══ Extract ══
The second objection to this notion is that it is theologically misdirected. The New Testament epistles have a good deal to say about the initial evidences of an encounter with Jesus Christ by his Spirit, and nowhere do they make supra-normal gifts the sign of it. Confessing Christ as Lord, ascribing diety to him—this is the test of genuine charismatic experience (1 Cor. 12:3). The ability to cry “Abba, father” is the evidence of the Spirit of Christ (Gal. 4:6). It is our experience of the love of God that assures us of his outpoured Spirit (Rom. 5:5). It is in our relations with our neighbors that the authenticity of our spirituality is tested (Gal. 5:25 f.). Is it not Paul’s evident concern in writing to the Corinthians that they ought to concentrate on love and gifts that edify the Body rather than promote a sensational, but not very profitable, gift? It is a very common misconception to think of gifts as principally exceptional or miraculous phenomena. Paul would have us concentrate on those everyday duties, that, though they are unobtrusive, build up the Church. Self-edification is not a high Christian goal. Prophecy is preferred because of its ability to serve the people of God.
═══
══ Source material ══
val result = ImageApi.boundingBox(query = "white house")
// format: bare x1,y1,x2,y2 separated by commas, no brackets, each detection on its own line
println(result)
═══
Task brief:
Answer these questions about the passage on spiritual gifts:
1. Which verse is cited for confessing Christ as Lord as the test of genuine charismatic experience?
2. What does the passage give as the evidence of the Spirit of Christ, citing Gal. 4:6?
3. Why is prophecy preferred?
This material was taken from a different source than the text.

Exercise solution:
1. 1 Cor. 12:3
2. The ability to cry "Abba, father"
3. Because of its ability to serve the people of God